START Provided entries

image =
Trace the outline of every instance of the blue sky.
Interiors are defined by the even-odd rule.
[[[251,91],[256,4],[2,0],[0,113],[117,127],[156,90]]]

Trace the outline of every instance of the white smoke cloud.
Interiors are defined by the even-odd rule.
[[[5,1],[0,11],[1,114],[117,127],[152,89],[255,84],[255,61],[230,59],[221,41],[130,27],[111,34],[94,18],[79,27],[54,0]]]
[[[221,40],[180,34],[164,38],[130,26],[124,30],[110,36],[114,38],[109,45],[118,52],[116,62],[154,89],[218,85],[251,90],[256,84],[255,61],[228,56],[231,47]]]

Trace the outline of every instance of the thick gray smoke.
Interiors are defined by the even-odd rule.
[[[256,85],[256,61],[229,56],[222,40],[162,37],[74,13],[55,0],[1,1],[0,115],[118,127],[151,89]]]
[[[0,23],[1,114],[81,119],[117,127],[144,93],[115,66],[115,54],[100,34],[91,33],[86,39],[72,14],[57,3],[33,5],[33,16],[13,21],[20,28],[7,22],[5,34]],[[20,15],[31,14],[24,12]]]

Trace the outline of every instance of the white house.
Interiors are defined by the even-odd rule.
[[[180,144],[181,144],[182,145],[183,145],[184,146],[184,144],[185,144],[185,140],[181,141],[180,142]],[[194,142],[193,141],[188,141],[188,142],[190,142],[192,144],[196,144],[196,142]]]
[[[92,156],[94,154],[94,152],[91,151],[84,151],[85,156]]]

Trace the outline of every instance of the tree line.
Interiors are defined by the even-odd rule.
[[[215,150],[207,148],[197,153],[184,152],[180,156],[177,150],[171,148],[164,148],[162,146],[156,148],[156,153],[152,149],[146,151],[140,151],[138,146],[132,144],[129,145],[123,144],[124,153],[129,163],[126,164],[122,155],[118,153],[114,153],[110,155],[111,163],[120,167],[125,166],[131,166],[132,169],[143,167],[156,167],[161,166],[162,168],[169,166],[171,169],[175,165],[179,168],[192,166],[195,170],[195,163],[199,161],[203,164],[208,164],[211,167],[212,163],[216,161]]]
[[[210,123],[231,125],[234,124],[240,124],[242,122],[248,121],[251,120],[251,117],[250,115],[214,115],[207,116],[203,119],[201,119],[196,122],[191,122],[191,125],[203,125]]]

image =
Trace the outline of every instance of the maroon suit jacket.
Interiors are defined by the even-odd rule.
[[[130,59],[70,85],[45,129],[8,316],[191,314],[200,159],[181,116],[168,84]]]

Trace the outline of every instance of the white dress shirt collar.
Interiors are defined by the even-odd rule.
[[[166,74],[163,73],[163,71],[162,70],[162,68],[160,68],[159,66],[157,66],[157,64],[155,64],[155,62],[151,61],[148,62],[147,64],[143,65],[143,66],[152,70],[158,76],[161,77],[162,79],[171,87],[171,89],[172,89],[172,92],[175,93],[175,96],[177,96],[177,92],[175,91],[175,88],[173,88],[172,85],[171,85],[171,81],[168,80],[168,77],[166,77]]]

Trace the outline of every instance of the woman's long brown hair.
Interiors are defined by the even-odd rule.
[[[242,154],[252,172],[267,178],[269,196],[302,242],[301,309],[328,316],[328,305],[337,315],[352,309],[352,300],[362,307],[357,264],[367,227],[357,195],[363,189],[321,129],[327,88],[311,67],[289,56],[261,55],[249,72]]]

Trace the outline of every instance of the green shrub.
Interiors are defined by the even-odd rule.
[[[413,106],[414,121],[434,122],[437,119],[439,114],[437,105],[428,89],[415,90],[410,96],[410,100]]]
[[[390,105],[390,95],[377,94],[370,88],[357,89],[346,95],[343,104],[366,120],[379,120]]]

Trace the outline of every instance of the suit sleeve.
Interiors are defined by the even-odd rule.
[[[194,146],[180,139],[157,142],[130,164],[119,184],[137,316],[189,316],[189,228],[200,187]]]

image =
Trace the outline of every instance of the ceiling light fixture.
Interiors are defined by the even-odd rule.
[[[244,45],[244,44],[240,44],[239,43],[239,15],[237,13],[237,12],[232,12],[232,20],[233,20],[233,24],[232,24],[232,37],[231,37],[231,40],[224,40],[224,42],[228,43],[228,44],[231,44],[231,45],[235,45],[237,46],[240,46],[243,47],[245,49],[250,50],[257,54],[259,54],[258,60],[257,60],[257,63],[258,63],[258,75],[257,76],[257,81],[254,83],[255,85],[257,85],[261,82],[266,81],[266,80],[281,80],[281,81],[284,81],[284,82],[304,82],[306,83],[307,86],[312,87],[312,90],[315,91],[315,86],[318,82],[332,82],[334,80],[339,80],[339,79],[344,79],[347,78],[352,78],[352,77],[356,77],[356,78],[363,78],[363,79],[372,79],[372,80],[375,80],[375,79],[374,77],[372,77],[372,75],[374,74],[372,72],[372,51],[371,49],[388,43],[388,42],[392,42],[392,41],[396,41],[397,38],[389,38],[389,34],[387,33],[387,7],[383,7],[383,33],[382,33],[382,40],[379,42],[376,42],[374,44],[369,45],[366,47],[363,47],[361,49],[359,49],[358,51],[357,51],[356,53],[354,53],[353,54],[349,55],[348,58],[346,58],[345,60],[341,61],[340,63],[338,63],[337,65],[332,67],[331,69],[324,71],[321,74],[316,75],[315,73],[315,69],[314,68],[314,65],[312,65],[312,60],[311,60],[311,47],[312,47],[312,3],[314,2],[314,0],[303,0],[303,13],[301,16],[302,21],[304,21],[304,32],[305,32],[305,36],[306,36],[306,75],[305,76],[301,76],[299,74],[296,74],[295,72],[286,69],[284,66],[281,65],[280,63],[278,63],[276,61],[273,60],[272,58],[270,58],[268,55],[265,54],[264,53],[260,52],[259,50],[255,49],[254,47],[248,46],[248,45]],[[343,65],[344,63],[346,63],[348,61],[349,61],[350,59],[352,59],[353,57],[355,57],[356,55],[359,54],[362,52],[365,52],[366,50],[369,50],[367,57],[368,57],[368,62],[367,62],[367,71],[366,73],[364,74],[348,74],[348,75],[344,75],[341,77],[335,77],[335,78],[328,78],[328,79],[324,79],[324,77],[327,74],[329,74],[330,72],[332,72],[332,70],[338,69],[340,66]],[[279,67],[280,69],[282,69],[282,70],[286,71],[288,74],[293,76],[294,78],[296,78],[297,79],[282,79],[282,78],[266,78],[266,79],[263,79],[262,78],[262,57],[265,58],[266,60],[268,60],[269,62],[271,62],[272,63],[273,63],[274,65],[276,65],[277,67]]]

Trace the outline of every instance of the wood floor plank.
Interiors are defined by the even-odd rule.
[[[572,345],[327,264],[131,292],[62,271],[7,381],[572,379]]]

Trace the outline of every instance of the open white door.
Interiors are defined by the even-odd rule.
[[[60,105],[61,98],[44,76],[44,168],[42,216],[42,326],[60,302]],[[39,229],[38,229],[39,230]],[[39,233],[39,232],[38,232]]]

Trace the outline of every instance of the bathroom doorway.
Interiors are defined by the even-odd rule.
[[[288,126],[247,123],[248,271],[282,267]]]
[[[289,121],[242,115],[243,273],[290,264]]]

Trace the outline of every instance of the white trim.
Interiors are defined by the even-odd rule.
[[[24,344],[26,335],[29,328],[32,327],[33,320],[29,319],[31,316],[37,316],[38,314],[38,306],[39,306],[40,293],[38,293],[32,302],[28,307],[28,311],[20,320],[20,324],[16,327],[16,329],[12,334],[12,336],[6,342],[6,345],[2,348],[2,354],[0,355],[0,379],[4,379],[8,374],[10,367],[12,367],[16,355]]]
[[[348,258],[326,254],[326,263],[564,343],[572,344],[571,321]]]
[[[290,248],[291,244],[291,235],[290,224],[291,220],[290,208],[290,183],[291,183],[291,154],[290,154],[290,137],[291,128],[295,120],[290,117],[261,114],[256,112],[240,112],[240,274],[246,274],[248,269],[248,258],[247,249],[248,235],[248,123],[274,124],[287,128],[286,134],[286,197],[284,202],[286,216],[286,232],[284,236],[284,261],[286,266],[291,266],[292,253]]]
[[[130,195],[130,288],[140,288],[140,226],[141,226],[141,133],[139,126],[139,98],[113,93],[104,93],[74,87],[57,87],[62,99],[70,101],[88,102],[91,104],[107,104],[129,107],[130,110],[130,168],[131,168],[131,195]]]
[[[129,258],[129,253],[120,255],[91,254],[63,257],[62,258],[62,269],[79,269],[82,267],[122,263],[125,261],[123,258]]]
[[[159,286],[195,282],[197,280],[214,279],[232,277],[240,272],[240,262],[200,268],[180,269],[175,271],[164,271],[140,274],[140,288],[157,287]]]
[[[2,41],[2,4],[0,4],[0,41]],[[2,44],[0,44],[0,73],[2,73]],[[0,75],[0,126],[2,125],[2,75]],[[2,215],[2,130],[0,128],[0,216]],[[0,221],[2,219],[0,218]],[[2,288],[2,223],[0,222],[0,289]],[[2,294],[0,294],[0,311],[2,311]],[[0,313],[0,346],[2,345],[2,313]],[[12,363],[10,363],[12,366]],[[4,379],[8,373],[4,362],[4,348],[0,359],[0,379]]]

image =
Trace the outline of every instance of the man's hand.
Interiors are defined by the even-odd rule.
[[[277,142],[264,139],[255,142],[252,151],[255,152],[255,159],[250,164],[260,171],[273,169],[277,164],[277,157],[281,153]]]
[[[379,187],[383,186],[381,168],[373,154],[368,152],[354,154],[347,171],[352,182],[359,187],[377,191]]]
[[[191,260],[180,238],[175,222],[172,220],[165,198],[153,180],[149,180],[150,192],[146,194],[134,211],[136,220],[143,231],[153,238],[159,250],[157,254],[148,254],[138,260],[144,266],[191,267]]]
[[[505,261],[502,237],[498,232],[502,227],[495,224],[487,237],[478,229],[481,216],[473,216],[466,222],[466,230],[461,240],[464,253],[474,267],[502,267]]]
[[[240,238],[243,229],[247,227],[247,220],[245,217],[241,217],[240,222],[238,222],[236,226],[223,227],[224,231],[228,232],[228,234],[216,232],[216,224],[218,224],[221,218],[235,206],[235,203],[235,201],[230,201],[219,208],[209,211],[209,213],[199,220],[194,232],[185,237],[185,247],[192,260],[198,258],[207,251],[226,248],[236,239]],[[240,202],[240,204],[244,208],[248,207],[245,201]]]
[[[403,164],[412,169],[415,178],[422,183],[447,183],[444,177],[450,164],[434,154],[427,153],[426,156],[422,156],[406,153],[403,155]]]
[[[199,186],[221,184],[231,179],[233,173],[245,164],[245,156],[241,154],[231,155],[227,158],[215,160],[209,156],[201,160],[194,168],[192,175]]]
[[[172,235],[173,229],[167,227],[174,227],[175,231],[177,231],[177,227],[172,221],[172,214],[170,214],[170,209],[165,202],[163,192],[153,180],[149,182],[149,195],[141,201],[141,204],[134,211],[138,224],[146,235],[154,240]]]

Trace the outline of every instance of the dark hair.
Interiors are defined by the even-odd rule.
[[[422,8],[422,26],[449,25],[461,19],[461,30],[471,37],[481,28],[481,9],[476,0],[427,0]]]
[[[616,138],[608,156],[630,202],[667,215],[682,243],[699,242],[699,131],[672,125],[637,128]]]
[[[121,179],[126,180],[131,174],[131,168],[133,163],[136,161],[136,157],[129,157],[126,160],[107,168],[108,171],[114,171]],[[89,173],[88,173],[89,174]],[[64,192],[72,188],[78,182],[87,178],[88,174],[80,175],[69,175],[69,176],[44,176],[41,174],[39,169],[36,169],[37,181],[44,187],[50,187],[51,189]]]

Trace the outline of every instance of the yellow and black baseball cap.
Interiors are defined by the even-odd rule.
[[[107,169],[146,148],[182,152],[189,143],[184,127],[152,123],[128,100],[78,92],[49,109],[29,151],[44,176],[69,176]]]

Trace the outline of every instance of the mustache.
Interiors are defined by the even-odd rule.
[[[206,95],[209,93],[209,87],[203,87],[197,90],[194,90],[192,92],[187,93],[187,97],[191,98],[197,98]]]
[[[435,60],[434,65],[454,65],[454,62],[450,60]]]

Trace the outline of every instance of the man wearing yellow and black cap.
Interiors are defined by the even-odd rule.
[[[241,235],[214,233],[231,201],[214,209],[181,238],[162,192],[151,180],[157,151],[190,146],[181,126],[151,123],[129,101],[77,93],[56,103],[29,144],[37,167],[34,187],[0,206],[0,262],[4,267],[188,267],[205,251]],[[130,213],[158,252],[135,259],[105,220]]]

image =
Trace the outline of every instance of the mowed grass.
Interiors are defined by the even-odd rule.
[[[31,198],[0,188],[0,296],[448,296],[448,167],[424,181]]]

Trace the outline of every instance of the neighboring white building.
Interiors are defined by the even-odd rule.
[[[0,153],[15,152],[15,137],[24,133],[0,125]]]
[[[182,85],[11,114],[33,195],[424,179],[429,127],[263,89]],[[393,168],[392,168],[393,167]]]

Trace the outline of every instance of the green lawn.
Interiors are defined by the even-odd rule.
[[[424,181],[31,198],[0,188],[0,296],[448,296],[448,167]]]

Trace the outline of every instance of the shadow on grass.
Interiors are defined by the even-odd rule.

END Provided entries

Task goal ->
Transcribe verbatim the lines of the material from the line containing "Trace the outline of every instance of the white trim." through the line containing "[[[348,258],[326,254],[326,263],[564,343],[572,344],[571,321]]]", inclusive.

Exercise answer ->
Trace the outline of every instance of the white trim.
Interiors are defined by the even-odd rule.
[[[24,344],[26,335],[29,328],[32,327],[33,320],[29,319],[31,316],[37,316],[38,314],[38,306],[39,306],[40,293],[38,293],[32,302],[28,307],[28,311],[20,320],[20,324],[16,327],[16,329],[12,334],[12,336],[6,342],[6,345],[2,348],[2,354],[0,355],[0,379],[4,379],[8,374],[10,367],[12,367],[16,355]]]
[[[348,258],[326,254],[326,263],[564,343],[572,344],[571,321]]]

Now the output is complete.